**Provided passage:**
□ □ □ □ □
The Future of Active-Aging Adult Centers: Part 3
To appeal to the next generation of Boomers, “senior centers” must adapt and access innovative design concepts to transform into active-aging centers.
The following is the third and final installation of an article Craig Bouck recently authored for The Journal on Active Aging.
Envision the Future Active-Aging Center
Now that the issues have been identified, the next step in envisioning a new generation of active-aging adult centers is to imagine facilities with spaces designed to be relevant and vital to aging adults.
Continuing education has always been an important focus of adult centers. Course offerings, however, have generally been limited to the expertise available locally within each community. If an adult center happens to be in a large metropolitan area or in a college town, direct access to excellent instructors may not be an issue. But the next best thing is a distance-learning classroom. These are simply classrooms or multipurpose rooms outfitted with special audio, video and computer equipment that enables interactive participation with an offsite instructor. Offerings can include training sessions, lectures, workshops, art classes, or any kind of educational gathering. In addition to connecting with an individual speaker, these kinds of computer set-ups bring center users the potential to interact with groups of people from around the world.
□ □ □ □ □
**What you are asked to do:** Render this sentence from the article on active-aging adult centers in Spanish: "Offerings can include training sessions, lectures, workshops, art classes, or any kind of educational gathering."

(Point annotation data records)
□ □ □ □ □
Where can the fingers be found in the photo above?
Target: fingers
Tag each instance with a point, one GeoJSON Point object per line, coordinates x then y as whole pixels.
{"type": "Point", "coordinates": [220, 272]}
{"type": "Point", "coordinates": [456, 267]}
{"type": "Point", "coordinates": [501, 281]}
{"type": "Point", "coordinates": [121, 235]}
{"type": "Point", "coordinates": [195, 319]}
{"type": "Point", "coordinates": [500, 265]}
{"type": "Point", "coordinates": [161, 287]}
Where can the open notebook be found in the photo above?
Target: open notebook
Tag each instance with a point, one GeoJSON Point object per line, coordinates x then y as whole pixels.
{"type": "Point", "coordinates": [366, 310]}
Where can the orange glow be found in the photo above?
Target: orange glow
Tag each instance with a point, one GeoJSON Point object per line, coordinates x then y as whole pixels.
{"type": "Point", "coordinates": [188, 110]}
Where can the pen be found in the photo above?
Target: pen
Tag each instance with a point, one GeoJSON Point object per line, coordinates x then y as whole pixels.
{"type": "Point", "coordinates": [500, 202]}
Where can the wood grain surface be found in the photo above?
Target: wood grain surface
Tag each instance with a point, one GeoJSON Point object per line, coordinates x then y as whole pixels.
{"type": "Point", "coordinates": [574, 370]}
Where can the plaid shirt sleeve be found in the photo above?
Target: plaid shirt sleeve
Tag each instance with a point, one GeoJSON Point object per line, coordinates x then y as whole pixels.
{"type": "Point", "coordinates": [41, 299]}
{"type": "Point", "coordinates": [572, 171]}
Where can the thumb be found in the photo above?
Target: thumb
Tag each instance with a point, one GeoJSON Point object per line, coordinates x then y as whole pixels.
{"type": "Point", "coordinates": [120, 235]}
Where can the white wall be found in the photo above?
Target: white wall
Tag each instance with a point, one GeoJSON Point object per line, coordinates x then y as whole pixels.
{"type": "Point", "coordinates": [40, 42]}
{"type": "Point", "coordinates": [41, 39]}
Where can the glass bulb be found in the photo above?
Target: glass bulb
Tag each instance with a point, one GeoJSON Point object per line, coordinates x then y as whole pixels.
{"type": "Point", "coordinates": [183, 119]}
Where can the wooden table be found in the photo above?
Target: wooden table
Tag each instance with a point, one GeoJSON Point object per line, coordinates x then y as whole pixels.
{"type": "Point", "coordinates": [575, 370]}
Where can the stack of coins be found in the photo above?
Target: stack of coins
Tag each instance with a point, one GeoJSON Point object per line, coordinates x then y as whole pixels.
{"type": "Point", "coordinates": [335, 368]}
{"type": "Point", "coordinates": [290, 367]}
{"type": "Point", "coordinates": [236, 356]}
□ □ □ □ □
**Answer to the problem:** Las ofertas pueden incluir sesiones de capacitación, conferencias, talleres, clases de arte o cualquier tipo de reunión educativa.